EXTRACTED INFORMATION -
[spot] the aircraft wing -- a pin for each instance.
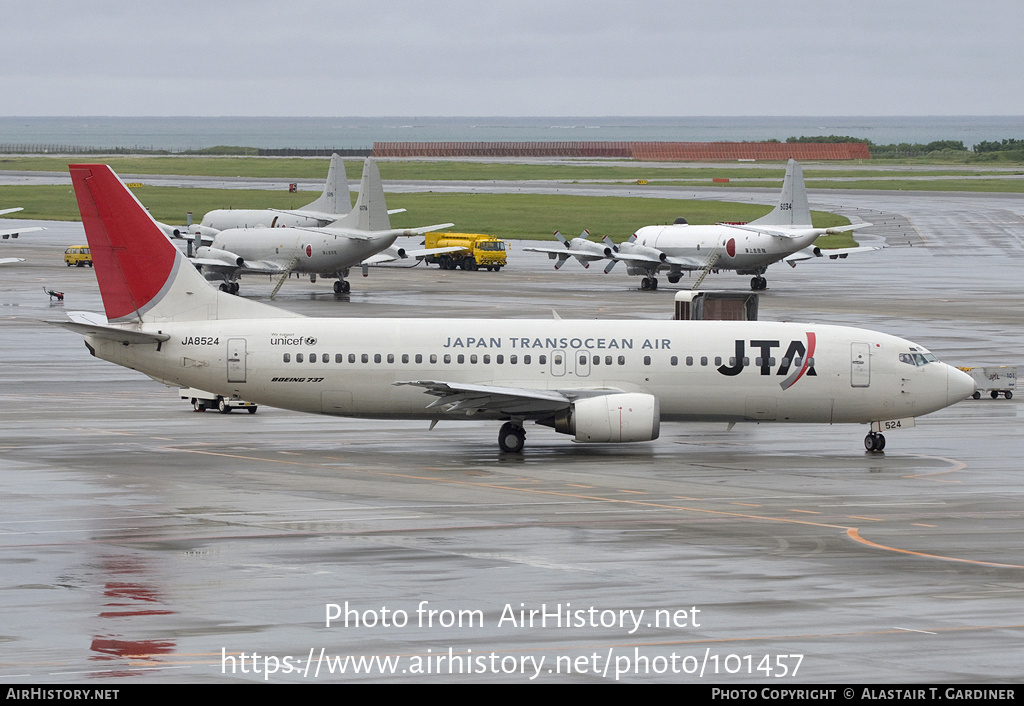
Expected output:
(492, 400)
(392, 254)
(798, 233)
(373, 235)
(680, 262)
(496, 401)
(247, 267)
(564, 253)
(811, 252)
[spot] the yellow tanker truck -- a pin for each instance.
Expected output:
(479, 251)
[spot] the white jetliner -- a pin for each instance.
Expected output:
(597, 380)
(784, 235)
(360, 238)
(14, 232)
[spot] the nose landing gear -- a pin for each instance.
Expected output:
(875, 442)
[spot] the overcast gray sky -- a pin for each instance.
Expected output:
(528, 57)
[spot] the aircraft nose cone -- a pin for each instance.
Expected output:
(960, 385)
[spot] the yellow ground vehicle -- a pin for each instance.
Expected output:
(78, 255)
(481, 252)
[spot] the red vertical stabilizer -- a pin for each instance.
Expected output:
(132, 257)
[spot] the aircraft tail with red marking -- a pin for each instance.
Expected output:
(142, 277)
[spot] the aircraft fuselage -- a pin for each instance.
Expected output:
(316, 252)
(698, 371)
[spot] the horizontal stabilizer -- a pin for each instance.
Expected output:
(113, 333)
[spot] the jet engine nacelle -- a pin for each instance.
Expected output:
(612, 418)
(225, 255)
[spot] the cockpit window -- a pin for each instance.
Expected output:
(918, 359)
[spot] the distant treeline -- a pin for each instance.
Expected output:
(1007, 149)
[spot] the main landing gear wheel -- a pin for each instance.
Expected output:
(512, 438)
(875, 442)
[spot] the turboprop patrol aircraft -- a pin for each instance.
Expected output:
(358, 238)
(600, 381)
(333, 204)
(784, 235)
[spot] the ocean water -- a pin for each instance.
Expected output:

TASK -
Rewrite all of the material above with "a pin for each instance" switched to "one pin per instance" everywhere it appears, keeping everything else the same. Leave the pictures out.

RESPONSE BELOW -
[spot] the aircraft wing -- one pin per instance.
Expected output:
(492, 400)
(392, 254)
(798, 233)
(373, 235)
(680, 262)
(496, 401)
(247, 267)
(564, 253)
(811, 252)
[spot] the yellow tanker truck -- one pin per instance.
Expected output:
(479, 251)
[spot] the white jetliner -- one pin per instance.
Expected output:
(597, 380)
(784, 235)
(360, 238)
(14, 232)
[spot] the nose landing gear -- one pin per instance.
Expected output:
(875, 442)
[spot] the overcast gray sky -- one pin per instance.
Expected output:
(528, 57)
[spot] the aircraft nose cone -- one pin per instance.
Expected output:
(960, 385)
[spot] the yellow ground vehicle -- one pin per instance.
Expected output:
(78, 255)
(481, 252)
[spot] the red vertical stabilizer -- one pin per instance.
Expected output:
(132, 257)
[spot] the aircraft tail with red marking -- one pin per instance.
Expected output:
(142, 277)
[spot] the aircraft fuselage -- one pin per instance.
Expected output:
(316, 252)
(698, 371)
[spot] the horizontal stabilizer -- one pin per instance.
Expected output:
(113, 333)
[spot] the jet engine nacelle -- one pin per instance.
Expected output:
(612, 418)
(225, 255)
[spot] the cockpit window -- one pin per instance.
Expected output:
(918, 359)
[spot] the distant treeline -- one pin per instance.
Expected output:
(1007, 149)
[spot] the main landing gear wheel -- one pin per instance.
Expected output:
(512, 438)
(875, 442)
[spot] the turboprop patrol aircraft -- one pin per instance.
Expected output:
(358, 238)
(600, 381)
(333, 204)
(784, 235)
[spot] the ocean water -- one pin per instance.
Expected output:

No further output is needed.